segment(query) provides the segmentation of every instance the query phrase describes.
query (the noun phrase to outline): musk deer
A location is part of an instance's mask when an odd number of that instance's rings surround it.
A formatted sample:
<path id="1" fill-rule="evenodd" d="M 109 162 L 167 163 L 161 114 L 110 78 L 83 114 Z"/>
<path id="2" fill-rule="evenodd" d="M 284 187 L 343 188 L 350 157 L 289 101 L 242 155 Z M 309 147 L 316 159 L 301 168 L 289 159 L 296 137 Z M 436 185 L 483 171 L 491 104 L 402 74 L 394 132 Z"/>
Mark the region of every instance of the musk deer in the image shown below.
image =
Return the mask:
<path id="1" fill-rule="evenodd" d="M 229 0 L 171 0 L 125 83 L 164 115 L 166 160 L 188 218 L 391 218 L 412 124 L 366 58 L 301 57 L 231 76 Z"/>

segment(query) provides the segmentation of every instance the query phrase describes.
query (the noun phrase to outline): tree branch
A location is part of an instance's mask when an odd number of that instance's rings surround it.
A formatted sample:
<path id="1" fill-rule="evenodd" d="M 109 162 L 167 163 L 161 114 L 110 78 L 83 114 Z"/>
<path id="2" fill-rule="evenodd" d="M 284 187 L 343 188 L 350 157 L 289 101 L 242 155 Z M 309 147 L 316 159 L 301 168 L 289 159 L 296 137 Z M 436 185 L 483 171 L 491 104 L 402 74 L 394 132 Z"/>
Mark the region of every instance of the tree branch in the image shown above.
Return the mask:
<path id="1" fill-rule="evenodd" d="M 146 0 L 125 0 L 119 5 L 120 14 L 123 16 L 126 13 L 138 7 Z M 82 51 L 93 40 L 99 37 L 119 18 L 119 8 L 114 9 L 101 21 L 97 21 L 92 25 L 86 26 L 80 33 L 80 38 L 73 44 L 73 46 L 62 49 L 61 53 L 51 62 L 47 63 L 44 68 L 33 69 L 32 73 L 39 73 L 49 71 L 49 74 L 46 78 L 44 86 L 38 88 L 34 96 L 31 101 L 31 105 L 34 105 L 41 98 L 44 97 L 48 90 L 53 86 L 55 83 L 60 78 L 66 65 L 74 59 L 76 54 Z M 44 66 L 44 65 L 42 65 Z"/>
================================
**THE REQUEST**
Rewrite every line of the listing above as a numbered list, omitting any blank lines.

**WORKED SOLUTION**
1. segment(query) provides the segmentation of every instance the query phrase describes.
2. query (the noun phrase to outline): musk deer
3. A location is part of an instance's mask when an odd number of that instance's rings surround it.
4. A formatted sample:
5. <path id="1" fill-rule="evenodd" d="M 109 162 L 167 163 L 161 114 L 110 78 L 83 114 Z"/>
6. <path id="2" fill-rule="evenodd" d="M 284 187 L 343 188 L 350 157 L 289 101 L 242 155 Z M 309 147 L 316 159 L 301 168 L 289 159 L 296 137 Z M 436 185 L 483 171 L 491 104 L 402 74 L 394 132 Z"/>
7. Mark the region of every instance of the musk deer in the image shown below.
8. image =
9. Return the mask:
10. <path id="1" fill-rule="evenodd" d="M 229 0 L 171 0 L 125 83 L 164 115 L 166 160 L 188 218 L 391 218 L 412 124 L 366 58 L 301 57 L 231 76 Z"/>
11. segment(query) provides the segmentation of every instance the query phrase describes.
12. query (the noun phrase to outline): tree branch
13. A location is part of an instance's mask when an odd number of that instance's rings surround it.
14. A formatted sample:
15. <path id="1" fill-rule="evenodd" d="M 109 162 L 167 163 L 161 114 L 110 78 L 83 114 Z"/>
16. <path id="2" fill-rule="evenodd" d="M 284 187 L 343 188 L 350 157 L 289 101 L 242 155 Z M 309 147 L 316 159 L 301 168 L 289 159 L 296 137 Z M 436 185 L 483 171 L 491 104 L 402 74 L 394 132 Z"/>
17. Mark the region of every instance of the tree branch in the image shown above.
18. Return the mask:
19. <path id="1" fill-rule="evenodd" d="M 146 0 L 125 0 L 119 5 L 120 14 L 123 16 L 126 13 L 138 7 Z M 82 51 L 93 40 L 99 37 L 119 18 L 119 8 L 114 9 L 101 21 L 97 21 L 92 25 L 86 26 L 80 33 L 80 38 L 73 44 L 73 46 L 62 49 L 61 53 L 51 62 L 47 63 L 44 68 L 33 69 L 32 73 L 39 73 L 49 71 L 49 74 L 46 78 L 44 86 L 38 88 L 34 96 L 31 101 L 31 105 L 34 105 L 41 98 L 44 97 L 48 90 L 53 86 L 55 83 L 60 78 L 66 65 L 74 59 L 76 54 Z M 44 66 L 44 65 L 42 65 Z"/>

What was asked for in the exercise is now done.